Brano da leggere:
★ ★ ★ ★ ★
Il mio problema è questo, ogni volta che quasi mi sembra di farcela, o quando già ce l’ho fatta a ottenere una cosa che pensavo di volere, una ragazza, una casa, un lavoro, esami, soldi o roba del genere, poi mi sembra una tale perdita di tempo, una tale cazzata che non me ne fotte più un cazzo. Con la droga è diverso, però. Uno non può girarsi e andarsene. Non te lo lascia fare, quella, non ti molla. Provate a gestirsi un problema di droga è il massimo del casino. Cazzo però, è anche una cosa stupenda.
L’impatto di Trainspotting sull’estabilishment è paragonabile a un pugno nella bocca dello stomaco: nessuno aveva mai raccontato la droga su grande schermo in quel modo, senza edulcorare la pillola né sorvolare sulle possibili conseguenze del suo abuso ma al contempo mostrando quanto potesse essere eccitante.
★ ★ ★ ★ ★
Attività da svolgere:
#1 Nel brano da leggere, a che cosa viene paragonato l'impatto di Trainspotting?
#2 Riscrivi in forma più breve il paragrafo del brano da leggere che comincia con «L'impatto di Trainspotting», mantenendone le informazioni principali.
★ ★ ★ ★ ★
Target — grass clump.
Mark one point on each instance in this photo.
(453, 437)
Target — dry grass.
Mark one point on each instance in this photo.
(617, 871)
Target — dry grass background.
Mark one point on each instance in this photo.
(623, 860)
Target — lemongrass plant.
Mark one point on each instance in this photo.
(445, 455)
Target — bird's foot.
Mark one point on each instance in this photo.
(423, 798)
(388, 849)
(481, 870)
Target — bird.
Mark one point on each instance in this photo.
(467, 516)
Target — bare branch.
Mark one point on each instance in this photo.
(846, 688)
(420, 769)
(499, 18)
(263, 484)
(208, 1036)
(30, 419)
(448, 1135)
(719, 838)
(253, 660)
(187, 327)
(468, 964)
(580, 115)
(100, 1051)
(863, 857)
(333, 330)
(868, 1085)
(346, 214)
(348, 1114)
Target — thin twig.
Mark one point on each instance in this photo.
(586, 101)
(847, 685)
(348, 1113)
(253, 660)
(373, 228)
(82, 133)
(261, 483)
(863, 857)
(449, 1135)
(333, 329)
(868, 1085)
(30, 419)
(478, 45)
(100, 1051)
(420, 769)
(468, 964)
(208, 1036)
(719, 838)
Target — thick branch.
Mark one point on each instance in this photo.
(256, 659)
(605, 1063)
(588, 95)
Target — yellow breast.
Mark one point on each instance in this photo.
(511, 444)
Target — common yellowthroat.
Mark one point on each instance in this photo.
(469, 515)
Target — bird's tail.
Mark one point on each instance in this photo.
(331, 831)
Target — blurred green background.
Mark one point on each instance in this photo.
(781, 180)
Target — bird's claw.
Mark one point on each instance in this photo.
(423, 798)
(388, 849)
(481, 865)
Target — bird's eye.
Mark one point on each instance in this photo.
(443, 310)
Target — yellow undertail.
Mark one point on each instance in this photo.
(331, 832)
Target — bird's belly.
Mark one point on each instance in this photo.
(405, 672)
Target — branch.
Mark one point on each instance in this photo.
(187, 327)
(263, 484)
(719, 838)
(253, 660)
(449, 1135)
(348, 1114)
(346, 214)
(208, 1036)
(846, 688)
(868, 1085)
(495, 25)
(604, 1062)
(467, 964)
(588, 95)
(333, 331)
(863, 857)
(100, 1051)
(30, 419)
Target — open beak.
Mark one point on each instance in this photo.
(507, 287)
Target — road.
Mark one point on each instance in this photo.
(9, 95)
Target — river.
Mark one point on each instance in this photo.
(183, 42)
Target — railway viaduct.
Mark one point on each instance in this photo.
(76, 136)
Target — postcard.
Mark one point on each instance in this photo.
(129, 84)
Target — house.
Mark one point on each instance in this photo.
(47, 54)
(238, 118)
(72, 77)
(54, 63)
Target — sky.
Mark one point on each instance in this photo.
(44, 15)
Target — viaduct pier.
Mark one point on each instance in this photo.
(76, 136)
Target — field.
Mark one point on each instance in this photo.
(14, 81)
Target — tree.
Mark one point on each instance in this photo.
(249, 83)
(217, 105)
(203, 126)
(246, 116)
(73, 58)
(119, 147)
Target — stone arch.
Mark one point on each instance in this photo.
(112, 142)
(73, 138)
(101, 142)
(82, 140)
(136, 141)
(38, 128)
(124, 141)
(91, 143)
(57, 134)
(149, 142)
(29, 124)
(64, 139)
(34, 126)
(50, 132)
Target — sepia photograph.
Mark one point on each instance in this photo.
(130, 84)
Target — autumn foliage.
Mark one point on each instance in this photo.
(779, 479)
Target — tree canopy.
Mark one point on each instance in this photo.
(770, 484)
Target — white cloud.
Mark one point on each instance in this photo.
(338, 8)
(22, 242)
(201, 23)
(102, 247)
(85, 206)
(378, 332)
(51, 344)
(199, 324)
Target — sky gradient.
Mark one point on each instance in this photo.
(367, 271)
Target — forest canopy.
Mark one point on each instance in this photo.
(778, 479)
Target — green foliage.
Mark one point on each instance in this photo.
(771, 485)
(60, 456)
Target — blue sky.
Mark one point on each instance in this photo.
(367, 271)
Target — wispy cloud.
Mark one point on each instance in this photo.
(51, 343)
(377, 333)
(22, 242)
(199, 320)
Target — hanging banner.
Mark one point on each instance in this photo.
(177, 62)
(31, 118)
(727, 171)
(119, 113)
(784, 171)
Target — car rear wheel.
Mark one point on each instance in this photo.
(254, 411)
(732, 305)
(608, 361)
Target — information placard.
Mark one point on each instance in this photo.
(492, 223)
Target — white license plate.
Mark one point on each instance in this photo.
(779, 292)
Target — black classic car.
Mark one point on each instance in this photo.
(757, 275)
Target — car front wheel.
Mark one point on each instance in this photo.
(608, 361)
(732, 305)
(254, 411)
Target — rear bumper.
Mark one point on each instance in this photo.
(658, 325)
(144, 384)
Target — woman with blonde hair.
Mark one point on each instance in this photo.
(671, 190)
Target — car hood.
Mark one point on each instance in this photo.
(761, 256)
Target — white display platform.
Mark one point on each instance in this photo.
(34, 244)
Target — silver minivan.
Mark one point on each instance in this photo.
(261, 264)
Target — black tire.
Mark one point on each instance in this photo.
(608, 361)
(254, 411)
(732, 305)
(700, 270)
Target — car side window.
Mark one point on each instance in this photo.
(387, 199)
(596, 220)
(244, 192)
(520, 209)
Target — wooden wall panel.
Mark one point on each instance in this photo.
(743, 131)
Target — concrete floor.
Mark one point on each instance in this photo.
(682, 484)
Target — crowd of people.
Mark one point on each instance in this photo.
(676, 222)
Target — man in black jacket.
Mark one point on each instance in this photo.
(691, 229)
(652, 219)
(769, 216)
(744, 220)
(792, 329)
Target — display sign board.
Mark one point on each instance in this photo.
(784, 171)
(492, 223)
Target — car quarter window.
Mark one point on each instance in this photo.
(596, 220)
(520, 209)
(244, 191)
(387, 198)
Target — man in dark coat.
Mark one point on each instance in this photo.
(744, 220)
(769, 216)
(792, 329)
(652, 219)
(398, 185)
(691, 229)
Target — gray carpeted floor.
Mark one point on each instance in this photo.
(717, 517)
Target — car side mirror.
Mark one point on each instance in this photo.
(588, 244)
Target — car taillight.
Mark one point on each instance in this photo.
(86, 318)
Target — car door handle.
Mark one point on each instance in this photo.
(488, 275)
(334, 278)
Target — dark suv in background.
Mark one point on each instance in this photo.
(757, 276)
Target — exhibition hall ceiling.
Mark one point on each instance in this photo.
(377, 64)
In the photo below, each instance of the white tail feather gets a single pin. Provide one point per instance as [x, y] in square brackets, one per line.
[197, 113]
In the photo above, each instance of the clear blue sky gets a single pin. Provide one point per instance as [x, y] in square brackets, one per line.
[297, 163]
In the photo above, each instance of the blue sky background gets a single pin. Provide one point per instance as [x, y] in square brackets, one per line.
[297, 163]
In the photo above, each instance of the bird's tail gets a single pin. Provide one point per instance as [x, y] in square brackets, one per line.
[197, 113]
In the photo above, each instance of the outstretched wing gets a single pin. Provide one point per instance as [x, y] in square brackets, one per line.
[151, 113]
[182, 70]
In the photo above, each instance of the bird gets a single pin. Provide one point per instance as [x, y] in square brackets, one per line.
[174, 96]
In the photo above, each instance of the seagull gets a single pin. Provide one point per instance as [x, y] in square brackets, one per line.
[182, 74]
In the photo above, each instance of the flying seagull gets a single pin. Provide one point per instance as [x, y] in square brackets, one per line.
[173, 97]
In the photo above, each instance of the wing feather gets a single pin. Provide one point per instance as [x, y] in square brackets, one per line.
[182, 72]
★ ★ ★ ★ ★
Soluzioni degli esercizi:
#1 A un pugno nella bocca dello stomaco.

#2 Trainspotting colpì come un pugno nello stomaco: nessuno aveva mai portato la droga sul grande schermo in quel modo, senza addolcirla né tacerne le conseguenze dell'abuso, ma mostrandone anche il lato eccitante.